Location identification items
++++++

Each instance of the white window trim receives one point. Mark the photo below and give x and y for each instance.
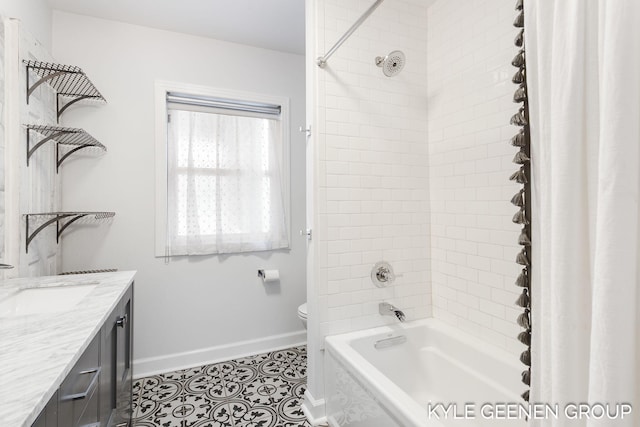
(161, 90)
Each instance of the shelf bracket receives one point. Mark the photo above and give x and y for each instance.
(66, 80)
(62, 221)
(75, 137)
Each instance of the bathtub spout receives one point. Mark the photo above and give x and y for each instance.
(387, 309)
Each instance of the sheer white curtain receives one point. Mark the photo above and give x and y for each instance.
(583, 74)
(224, 185)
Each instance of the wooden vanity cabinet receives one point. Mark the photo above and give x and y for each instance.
(116, 381)
(49, 415)
(98, 390)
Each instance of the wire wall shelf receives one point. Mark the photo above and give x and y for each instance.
(40, 221)
(68, 141)
(103, 270)
(70, 83)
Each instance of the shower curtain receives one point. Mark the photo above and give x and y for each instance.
(583, 72)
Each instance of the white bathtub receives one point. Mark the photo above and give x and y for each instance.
(399, 384)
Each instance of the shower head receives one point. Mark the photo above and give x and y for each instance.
(391, 64)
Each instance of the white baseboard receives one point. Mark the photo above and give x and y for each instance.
(172, 362)
(314, 410)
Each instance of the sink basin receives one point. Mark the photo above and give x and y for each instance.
(50, 299)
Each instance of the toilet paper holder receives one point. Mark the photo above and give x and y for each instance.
(269, 276)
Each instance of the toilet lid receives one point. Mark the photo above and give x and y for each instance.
(302, 310)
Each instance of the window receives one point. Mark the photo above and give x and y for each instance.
(222, 171)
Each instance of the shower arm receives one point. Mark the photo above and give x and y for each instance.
(322, 60)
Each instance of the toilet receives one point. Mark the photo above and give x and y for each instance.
(302, 314)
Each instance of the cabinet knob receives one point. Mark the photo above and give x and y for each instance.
(121, 321)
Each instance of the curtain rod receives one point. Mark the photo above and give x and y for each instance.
(322, 60)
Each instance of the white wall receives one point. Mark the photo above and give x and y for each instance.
(189, 305)
(35, 16)
(470, 103)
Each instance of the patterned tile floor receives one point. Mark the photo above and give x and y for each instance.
(265, 390)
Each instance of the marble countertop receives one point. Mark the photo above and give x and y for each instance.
(37, 351)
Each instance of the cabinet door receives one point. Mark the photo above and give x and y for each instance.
(123, 366)
(49, 415)
(115, 406)
(108, 378)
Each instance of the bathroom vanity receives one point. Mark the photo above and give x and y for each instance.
(66, 350)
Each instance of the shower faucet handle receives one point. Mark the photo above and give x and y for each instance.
(382, 274)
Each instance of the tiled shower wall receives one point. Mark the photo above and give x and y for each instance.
(473, 250)
(373, 197)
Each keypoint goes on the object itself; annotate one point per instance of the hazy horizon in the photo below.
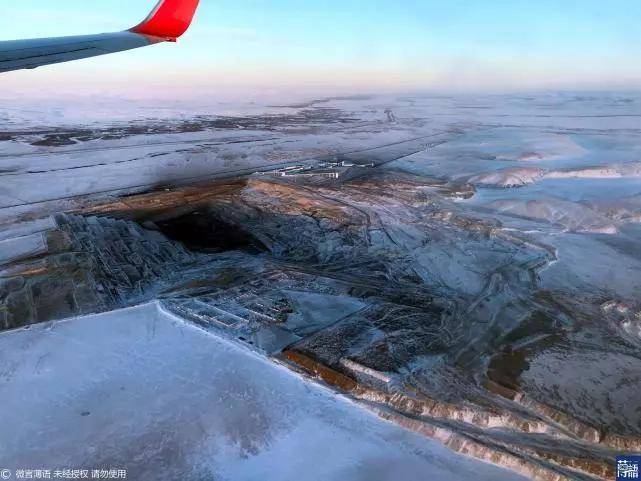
(261, 47)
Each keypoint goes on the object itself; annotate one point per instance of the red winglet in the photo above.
(170, 19)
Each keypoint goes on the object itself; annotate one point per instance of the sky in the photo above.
(265, 47)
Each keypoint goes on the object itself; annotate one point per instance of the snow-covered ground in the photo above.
(141, 390)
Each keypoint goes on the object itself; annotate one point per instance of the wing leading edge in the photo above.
(168, 21)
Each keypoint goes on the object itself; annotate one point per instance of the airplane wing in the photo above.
(168, 21)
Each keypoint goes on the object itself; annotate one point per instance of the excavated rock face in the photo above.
(383, 286)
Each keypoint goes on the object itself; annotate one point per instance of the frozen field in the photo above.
(466, 266)
(141, 390)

++++++

**PROBLEM DESCRIPTION**
Please rewrite all the items above with "receives one point" replaced by "gets a single point", leaving everything else unchanged. Omit the pictures from your answer.

**TASK OUTPUT**
Each instance of the white window trim gets a single point. Mark the photo below and give x and y for each instance.
(161, 90)
Each instance of the shelf bracket gets a single point. Mark the photo above and give x and y for each instance.
(66, 80)
(62, 221)
(75, 137)
Each instance of the bathtub spout gets a single point. Mark the photo above and give x and y for each instance.
(387, 309)
Each instance of the sheer white curtain gets a single point. Mark the photo above and give x and y for each instance.
(583, 74)
(224, 185)
Each instance of the wooden vanity cabinet gets a single point. Mark the photo above and give x and y for each instance.
(116, 381)
(49, 415)
(98, 390)
Each instance of the wire wall shelf gets a single point. Mark the photo above and give x and y for each instance.
(40, 221)
(68, 141)
(103, 270)
(70, 83)
Each instance of the shower curtain gets a single point. Mark the photo above and give x and y for each instance.
(583, 72)
Each instance of the white bathtub gets a single point. Mark the photo above and give x and y for each instance.
(399, 384)
Each instance of the shower head gets a single point. Mark the photo above and give x and y for each instance.
(391, 64)
Each instance of the white baseboard gets a single point. Mark the photo above and give x and y for each instance.
(172, 362)
(314, 410)
Each instance of the sink basin gets a single point. Mark the photo above and give x and y for each instance.
(50, 299)
Each instance of the toilet paper holder gets a single point. Mark the photo above and give x and y for each instance.
(269, 276)
Each instance of the toilet lid gets a single point. Mark the photo above and give x and y for each instance.
(302, 310)
Each instance of the window gets a single point. Mark the photo above and give x and y for each instance.
(222, 171)
Each instance of the shower arm gets a single point. Mark the photo above and give x and y for each instance.
(322, 60)
Each instance of the toilet gets a single point. Mark the photo above and give x and y for each instance.
(302, 314)
Each instance of the cabinet knob gets a single point. Mark the photo above and give x and y for each instance.
(121, 321)
Each instance of the curtain rod gets a single point. Mark the photo above and give x and y for each instance.
(322, 60)
Each instance of the white wall gets a single point. Mark the photo above and give x and y for each instance.
(189, 305)
(35, 16)
(470, 103)
Each instance of the patterned tile floor gets a single point. Mark the photo above and give x and y for each instance.
(265, 390)
Each instance of the marble countertop gets a single point. Mark the photo above and give x and y for each instance.
(37, 351)
Each instance of the cabinet door gets a single point. Mark the photo above and give x and y for each instance.
(123, 366)
(49, 415)
(115, 406)
(108, 378)
Each instance of the bathroom vanity gets a single point. Mark the photo above and give x and y for each instance.
(66, 350)
Each instance of the shower faucet handle gets a single point. Mark the photo above and give x and y for each instance.
(382, 274)
Each instance of the tiled shower wall gets a single point. Mark the photo above and give x and y for each instance.
(473, 250)
(373, 197)
Each keypoint goes on the object itself; annotate one point per instance of the hazy horizon in the photo below.
(261, 47)
Each keypoint goes on the object itself; annotate one point per instance of the red winglet in the photo above.
(170, 19)
Each keypoint goes on the object itself; annotate one point per instance of the sky in the photo above.
(265, 47)
Each keypoint goes on the object itself; annotate one point per instance of the snow-covered ground in the photo above.
(141, 390)
Each keypoint goes on the object itself; annotate one point per instance of the wing leading edge in the photo above.
(168, 21)
Each keypoint goes on the object itself; annotate one point per instance of the airplane wing in the photo above.
(168, 21)
Each keypoint goes on the object itself; annotate one point per instance of the excavated rock face in the photo above.
(383, 286)
Each keypoint goes on the object itself; annotate one point per instance of the frozen field in the photo above.
(466, 266)
(141, 390)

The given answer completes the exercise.